>> start Task data
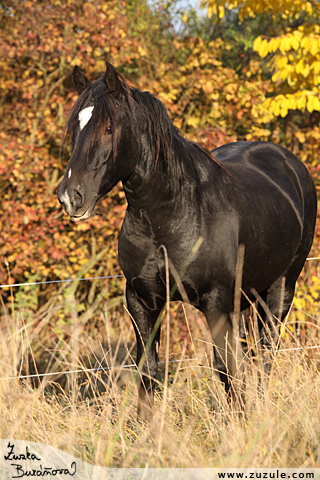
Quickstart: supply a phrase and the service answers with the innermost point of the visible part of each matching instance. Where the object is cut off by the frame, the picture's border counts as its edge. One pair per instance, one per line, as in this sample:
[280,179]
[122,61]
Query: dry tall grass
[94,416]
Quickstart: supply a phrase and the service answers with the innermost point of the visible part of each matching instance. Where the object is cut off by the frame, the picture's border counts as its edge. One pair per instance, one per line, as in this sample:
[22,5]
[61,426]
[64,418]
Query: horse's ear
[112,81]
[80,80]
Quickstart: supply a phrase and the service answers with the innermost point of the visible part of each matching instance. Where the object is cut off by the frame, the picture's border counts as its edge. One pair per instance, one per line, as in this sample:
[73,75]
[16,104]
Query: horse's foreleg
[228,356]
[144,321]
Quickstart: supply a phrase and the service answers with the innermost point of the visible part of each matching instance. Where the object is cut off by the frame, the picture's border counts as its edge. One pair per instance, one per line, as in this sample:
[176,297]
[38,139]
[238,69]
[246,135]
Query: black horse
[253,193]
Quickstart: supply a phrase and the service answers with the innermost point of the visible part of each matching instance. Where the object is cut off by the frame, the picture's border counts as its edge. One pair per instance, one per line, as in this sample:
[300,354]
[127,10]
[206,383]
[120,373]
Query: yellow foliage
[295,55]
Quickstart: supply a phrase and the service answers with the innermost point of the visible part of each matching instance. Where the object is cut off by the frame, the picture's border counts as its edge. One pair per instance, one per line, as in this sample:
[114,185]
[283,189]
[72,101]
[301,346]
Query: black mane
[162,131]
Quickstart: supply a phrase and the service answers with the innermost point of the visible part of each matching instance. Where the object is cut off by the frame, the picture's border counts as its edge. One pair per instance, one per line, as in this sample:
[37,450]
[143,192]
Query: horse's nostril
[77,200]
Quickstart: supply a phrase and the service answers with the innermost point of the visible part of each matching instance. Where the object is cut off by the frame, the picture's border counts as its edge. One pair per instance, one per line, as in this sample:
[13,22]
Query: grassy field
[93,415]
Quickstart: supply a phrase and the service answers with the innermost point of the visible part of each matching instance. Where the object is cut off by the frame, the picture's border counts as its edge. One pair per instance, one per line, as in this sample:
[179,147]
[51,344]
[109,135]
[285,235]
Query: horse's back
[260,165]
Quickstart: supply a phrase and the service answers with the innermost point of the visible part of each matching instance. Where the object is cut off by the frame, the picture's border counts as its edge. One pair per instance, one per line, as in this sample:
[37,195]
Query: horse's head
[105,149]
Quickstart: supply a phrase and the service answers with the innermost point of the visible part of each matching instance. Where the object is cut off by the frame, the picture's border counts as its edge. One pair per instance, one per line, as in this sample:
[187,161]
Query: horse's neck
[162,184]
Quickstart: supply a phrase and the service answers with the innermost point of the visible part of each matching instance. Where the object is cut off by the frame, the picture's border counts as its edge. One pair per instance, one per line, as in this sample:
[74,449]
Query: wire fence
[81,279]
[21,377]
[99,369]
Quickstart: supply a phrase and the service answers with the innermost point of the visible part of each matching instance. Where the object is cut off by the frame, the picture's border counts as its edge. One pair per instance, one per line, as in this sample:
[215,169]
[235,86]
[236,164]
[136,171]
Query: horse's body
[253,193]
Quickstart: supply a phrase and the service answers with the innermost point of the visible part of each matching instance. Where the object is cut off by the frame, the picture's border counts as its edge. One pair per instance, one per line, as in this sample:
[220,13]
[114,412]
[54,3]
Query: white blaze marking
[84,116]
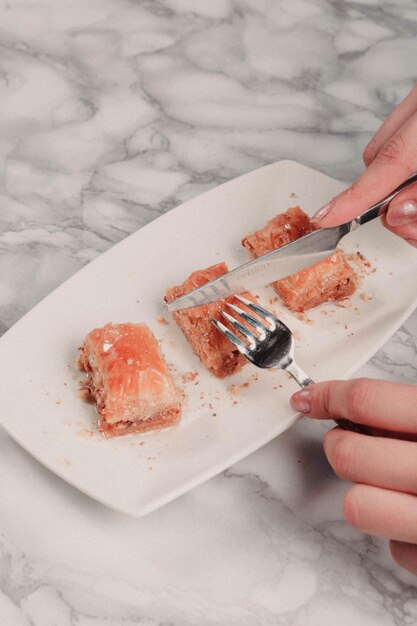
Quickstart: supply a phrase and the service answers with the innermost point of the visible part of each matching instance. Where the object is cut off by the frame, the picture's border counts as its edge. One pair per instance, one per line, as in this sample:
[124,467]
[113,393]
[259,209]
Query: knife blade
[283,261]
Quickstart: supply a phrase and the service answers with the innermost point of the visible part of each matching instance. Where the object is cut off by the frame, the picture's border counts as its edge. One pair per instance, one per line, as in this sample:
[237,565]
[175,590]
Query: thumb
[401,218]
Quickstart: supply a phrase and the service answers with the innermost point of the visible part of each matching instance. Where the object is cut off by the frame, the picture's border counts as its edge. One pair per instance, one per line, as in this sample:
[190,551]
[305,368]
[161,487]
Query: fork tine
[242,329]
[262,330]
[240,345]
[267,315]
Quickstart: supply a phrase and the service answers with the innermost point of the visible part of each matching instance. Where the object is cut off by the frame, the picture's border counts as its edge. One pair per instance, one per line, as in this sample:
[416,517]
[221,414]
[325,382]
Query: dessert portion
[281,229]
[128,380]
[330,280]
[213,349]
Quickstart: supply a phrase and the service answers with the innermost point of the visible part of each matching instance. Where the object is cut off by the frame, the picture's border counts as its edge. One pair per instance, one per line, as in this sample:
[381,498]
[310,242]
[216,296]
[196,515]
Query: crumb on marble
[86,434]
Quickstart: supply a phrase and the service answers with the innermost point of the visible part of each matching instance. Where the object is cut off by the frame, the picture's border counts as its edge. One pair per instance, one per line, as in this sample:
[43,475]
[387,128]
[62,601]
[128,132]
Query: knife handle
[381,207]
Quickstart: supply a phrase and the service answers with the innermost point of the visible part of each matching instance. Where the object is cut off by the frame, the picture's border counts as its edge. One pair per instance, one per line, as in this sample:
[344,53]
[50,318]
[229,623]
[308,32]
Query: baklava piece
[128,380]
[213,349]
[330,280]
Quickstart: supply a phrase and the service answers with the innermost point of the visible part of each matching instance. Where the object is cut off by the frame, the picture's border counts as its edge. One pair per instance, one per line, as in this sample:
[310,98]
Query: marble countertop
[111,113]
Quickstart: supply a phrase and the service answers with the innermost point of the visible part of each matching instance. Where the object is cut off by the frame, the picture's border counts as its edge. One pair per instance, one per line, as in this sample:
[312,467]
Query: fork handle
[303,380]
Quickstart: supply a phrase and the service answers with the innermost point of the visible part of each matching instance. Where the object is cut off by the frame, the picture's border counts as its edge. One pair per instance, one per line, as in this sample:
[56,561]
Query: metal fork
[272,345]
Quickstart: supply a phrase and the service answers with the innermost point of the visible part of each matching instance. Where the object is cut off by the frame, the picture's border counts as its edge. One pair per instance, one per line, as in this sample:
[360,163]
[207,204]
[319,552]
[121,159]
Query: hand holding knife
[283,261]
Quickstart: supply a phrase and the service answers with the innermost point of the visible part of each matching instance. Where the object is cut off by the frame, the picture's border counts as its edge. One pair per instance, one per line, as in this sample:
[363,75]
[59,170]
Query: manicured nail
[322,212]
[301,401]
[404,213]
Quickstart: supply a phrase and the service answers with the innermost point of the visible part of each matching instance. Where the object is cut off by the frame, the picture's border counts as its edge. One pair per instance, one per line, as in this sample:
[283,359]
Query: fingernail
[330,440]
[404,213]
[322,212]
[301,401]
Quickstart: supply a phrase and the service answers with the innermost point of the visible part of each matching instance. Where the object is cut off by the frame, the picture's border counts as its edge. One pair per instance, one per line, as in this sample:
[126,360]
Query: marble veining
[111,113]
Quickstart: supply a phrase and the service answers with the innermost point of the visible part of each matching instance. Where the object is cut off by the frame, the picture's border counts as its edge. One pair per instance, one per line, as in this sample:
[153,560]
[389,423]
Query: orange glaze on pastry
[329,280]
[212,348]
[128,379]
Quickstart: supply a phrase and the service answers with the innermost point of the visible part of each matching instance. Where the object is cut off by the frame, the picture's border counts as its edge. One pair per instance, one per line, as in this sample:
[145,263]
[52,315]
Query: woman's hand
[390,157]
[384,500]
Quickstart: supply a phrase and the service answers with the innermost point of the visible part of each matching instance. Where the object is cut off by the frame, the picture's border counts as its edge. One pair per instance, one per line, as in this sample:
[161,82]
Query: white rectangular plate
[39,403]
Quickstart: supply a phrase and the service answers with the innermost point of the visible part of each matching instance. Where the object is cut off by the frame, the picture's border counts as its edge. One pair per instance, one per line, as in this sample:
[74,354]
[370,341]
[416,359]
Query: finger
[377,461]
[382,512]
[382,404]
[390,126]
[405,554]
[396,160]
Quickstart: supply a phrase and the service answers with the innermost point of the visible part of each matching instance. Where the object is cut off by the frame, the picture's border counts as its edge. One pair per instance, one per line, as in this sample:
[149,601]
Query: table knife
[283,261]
>> end Task data
List every line of the records that contains the string "handle", and note that case counts.

• **Result below**
Query: knife handle
Query: fork handle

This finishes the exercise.